(Excerpts from a point labeling dataset)
************

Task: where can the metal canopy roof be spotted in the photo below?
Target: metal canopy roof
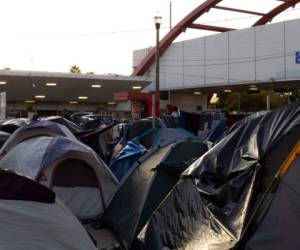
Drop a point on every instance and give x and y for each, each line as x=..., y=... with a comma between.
x=25, y=85
x=189, y=22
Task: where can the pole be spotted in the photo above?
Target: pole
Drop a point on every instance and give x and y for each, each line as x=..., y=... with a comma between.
x=156, y=93
x=239, y=102
x=268, y=102
x=170, y=15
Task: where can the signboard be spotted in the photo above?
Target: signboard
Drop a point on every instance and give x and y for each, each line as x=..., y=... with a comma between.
x=297, y=57
x=2, y=106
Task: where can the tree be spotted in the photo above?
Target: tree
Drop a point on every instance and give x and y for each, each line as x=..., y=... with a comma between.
x=75, y=69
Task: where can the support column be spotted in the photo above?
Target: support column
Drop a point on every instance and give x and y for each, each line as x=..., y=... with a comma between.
x=268, y=102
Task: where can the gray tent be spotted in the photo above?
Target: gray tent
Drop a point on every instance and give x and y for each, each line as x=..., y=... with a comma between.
x=36, y=220
x=75, y=172
x=144, y=188
x=40, y=128
x=11, y=125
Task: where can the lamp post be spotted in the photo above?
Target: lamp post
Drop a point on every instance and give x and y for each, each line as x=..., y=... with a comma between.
x=157, y=20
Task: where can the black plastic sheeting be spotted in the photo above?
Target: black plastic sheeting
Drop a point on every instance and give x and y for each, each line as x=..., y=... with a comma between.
x=281, y=225
x=211, y=205
x=146, y=185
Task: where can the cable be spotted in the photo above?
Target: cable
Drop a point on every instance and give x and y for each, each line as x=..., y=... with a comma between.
x=219, y=59
x=226, y=63
x=145, y=29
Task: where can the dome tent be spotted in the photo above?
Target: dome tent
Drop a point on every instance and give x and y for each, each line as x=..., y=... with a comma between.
x=40, y=128
x=78, y=176
x=36, y=220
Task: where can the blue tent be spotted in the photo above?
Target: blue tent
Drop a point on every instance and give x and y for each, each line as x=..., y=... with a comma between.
x=126, y=158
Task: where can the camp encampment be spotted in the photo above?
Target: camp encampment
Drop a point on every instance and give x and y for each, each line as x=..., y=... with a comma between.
x=144, y=187
x=232, y=196
x=73, y=170
x=36, y=220
x=36, y=129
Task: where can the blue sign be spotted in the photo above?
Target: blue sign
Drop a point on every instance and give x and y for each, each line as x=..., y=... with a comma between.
x=298, y=57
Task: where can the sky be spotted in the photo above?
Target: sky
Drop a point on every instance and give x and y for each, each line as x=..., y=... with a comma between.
x=100, y=36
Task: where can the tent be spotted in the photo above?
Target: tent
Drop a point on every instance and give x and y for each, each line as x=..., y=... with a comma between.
x=36, y=220
x=40, y=128
x=145, y=186
x=99, y=140
x=126, y=158
x=138, y=127
x=154, y=137
x=134, y=129
x=74, y=128
x=3, y=137
x=226, y=194
x=73, y=170
x=11, y=125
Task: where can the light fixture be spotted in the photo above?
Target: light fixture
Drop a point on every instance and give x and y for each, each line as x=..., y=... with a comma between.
x=253, y=87
x=82, y=97
x=157, y=20
x=96, y=86
x=51, y=83
x=137, y=87
x=40, y=96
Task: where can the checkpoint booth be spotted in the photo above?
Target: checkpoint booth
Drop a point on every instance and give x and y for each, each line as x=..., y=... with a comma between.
x=140, y=103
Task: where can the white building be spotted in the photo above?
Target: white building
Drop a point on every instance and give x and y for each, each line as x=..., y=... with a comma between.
x=267, y=56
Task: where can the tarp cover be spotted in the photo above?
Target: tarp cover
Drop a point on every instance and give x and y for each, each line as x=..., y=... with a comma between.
x=208, y=208
x=126, y=158
x=281, y=225
x=34, y=129
x=154, y=137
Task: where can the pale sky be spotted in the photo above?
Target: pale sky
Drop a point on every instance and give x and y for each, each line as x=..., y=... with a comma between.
x=98, y=35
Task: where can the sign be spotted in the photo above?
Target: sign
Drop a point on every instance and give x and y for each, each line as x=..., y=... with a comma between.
x=297, y=57
x=2, y=106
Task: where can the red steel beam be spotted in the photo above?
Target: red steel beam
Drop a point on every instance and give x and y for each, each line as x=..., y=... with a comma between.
x=173, y=34
x=276, y=11
x=239, y=10
x=209, y=27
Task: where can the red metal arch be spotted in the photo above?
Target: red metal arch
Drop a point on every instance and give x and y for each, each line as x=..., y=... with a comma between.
x=188, y=22
x=276, y=11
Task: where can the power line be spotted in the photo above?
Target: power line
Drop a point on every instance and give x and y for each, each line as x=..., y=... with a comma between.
x=263, y=58
x=144, y=29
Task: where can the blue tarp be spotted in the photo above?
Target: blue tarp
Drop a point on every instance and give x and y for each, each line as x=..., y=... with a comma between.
x=217, y=131
x=154, y=137
x=132, y=151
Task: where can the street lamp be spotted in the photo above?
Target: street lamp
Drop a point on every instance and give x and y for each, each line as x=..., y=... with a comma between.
x=157, y=21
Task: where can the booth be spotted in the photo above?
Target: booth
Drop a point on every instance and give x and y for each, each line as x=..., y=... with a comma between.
x=141, y=103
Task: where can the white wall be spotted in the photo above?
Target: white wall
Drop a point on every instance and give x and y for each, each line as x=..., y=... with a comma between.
x=258, y=54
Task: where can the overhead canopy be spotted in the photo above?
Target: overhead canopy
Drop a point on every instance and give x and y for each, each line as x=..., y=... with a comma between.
x=24, y=85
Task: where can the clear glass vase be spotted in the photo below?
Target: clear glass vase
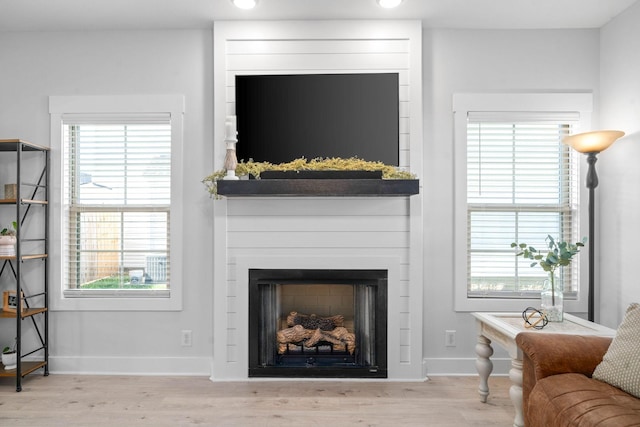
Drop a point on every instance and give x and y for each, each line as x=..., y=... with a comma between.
x=552, y=299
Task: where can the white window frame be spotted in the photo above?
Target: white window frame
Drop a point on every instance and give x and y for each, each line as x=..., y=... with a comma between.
x=464, y=103
x=106, y=300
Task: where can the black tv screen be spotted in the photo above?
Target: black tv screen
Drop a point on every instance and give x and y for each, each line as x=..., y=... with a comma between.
x=284, y=117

************

Exercise aim ->
Reproduce all of the items above word for word, leaving out the pictures.

Worked solution ->
Task: where can the metal canopy roof be spotted in the photo below?
Target: metal canopy roof
Drop a point on every instance and give x and y for each, each line as x=..., y=... with a comma between.
x=25, y=85
x=189, y=22
Task: where can the pole be spotted in the photo above?
Target: pole
Drop a point on every instance and give x and y for each, each line as x=..., y=... with a comma between.
x=156, y=93
x=239, y=102
x=268, y=102
x=170, y=15
Task: where can the signboard be spotted in the photo above?
Target: signboard
Drop a point on every instance and give x and y for each, each line as x=..., y=... with a comma between.
x=297, y=57
x=2, y=106
Task: where can the tree be spotted in the photo above?
Target: tree
Drop a point on every instance and give x and y for each, each line as x=..., y=... with a comma between.
x=75, y=69
Task: where can the support column be spotted in the photo above?
Target: support column
Drop a point on every instance and give x and y for each, each line as x=..., y=... with a comma between.
x=268, y=102
Task: where can the gray tent be spotted in the photo above?
Target: gray tent
Drop a point on every instance and give x and y for each, each line as x=..., y=... with a comma between.
x=36, y=220
x=75, y=172
x=144, y=188
x=40, y=128
x=11, y=125
Task: where can the lamp post be spotted in the photo above?
Target: lamp post
Drop a point on every instance and give x and y for each, each line as x=..., y=... with a comma between.
x=157, y=20
Task: where can the black plastic sheeting be spotted in the photo above?
Target: black plastic sheeting
Drop a point on every instance and give x and y for each, each line as x=..., y=... with a comma between.
x=281, y=225
x=211, y=205
x=146, y=185
Task: where can the cable be spotted in the photo above?
Target: cable
Drop a point on every instance and give x and y for each, each line as x=..., y=... with a comma between.
x=219, y=59
x=226, y=63
x=145, y=29
Task: where can the dome tent be spotted in the photo above?
Target: dome tent
Drop a point on every instance and give x and y for each, each line as x=..., y=... with a comma between.
x=40, y=128
x=78, y=176
x=36, y=220
Task: where can the blue tent be spotted in the photo above?
Target: blue tent
Drop a point on every instance and give x and y for each, each line as x=..., y=... with a comma between.
x=126, y=158
Task: where can the camp encampment be spotted in the photo above?
Target: camp encampment
Drop a point on every instance and give x and y for each, each line as x=..., y=... with a comma between.
x=144, y=187
x=232, y=196
x=73, y=170
x=36, y=220
x=36, y=129
Task: where can the blue sign be spotted in the photo above?
Target: blue sign
Drop a point on every instance and give x and y for each, each line as x=..., y=... with a comma between.
x=298, y=57
Task: where can the sky be spotted in the photo above?
Target: sky
Drop a point on every instance and give x and y for each, each line as x=..., y=... with a comma between.
x=100, y=36
Task: where can the tent be spotted in the photo above?
Target: tent
Drop a point on every instance and give x and y for each, each line as x=..., y=... with a comma between.
x=36, y=220
x=40, y=128
x=145, y=186
x=99, y=140
x=126, y=158
x=138, y=127
x=154, y=137
x=134, y=129
x=74, y=128
x=3, y=137
x=226, y=194
x=73, y=170
x=11, y=125
Task: where can the light fixture be spotted in the photo above?
Target: light fixture
Drop a point on every instance and give x and y for each, each line as x=..., y=... with a comma between.
x=253, y=87
x=82, y=97
x=157, y=20
x=96, y=86
x=51, y=83
x=137, y=87
x=40, y=96
Task: where can the checkpoint booth be spotted in the photo above?
Target: checkpoint booth
Drop a point on every instance and give x and y for each, each line as x=..., y=... with a comma between.
x=140, y=103
Task: where can the white building be spotted in the photo above?
Target: white building
Drop a point on every instance and give x and y for each, each line as x=..., y=... with a comma between.
x=267, y=56
Task: where can the tarp cover be spotted in the photo above?
Target: tarp cover
Drop a point on every instance and give x and y for each, each line as x=..., y=... with a comma between.
x=208, y=208
x=126, y=158
x=281, y=225
x=34, y=129
x=154, y=137
Task: where can the pale sky be spotted in the photo above?
Target: pale sky
Drop a point on every instance and give x and y for each, each line as x=..., y=... with a comma between.
x=98, y=35
Task: where can the sign be spotted in the photo above?
Target: sign
Drop a point on every instance and give x and y for each, each line as x=..., y=... with a comma between.
x=297, y=57
x=2, y=106
Task: where can the red steel beam be spotted in the photo above?
Target: red steel beam
Drop a point on every instance and give x and y for each, each line as x=..., y=... with a comma between.
x=173, y=34
x=276, y=11
x=239, y=10
x=209, y=27
Task: where can the red metal arch be spotted in the photo above?
Target: red metal arch
Drop a point on every instance and give x and y for each, each line as x=..., y=... with a comma between.
x=188, y=22
x=276, y=11
Task: where can the power line be spotted in the photo above?
Target: power line
Drop a point on every instance and give x and y for each, each line as x=..., y=... with a comma between.
x=263, y=58
x=144, y=29
Task: where can the blue tarp be spotted in the photo above?
Target: blue tarp
Drop a point on every instance and give x and y for each, each line as x=..., y=... with a comma between.
x=217, y=131
x=154, y=137
x=132, y=151
Task: where can the street lamp be spotted in the photo above?
Target: street lamp
Drop a point on every instance and give x and y for each, each line as x=..., y=... with a comma between.
x=157, y=21
Task: where can the booth be spotted in the photo above?
Target: booth
Drop a point on every instance and give x and y for each, each line as x=..., y=... with a comma between.
x=141, y=103
Task: where can the white wall be spotted in the photo above?
Target: white wall
Drop a point on every instance and give x and y for each, each line as x=..., y=... with a comma between.
x=258, y=54
Task: where can the overhead canopy be spotted in the photo above?
Target: overhead canopy
Drop a point on every instance and give x and y for each, each line as x=..., y=... with a comma between.
x=24, y=85
Task: where can the clear glass vase be spotted in the photo below?
Target: clear glass vase
Drop a point on every instance and give x and y for each, each line as x=..., y=... with a comma between.
x=552, y=299
Task: where can the white window frame be spotted in the photo above?
Target: white window frame
Drop a point on every instance and give x and y for each, each line as x=..., y=... with a comma between.
x=464, y=103
x=106, y=300
Task: where can the black tv screen be spotted in the photo above?
Target: black tv screen
Drop a point on every instance and give x and y for each, each line as x=..., y=... with a comma between.
x=284, y=117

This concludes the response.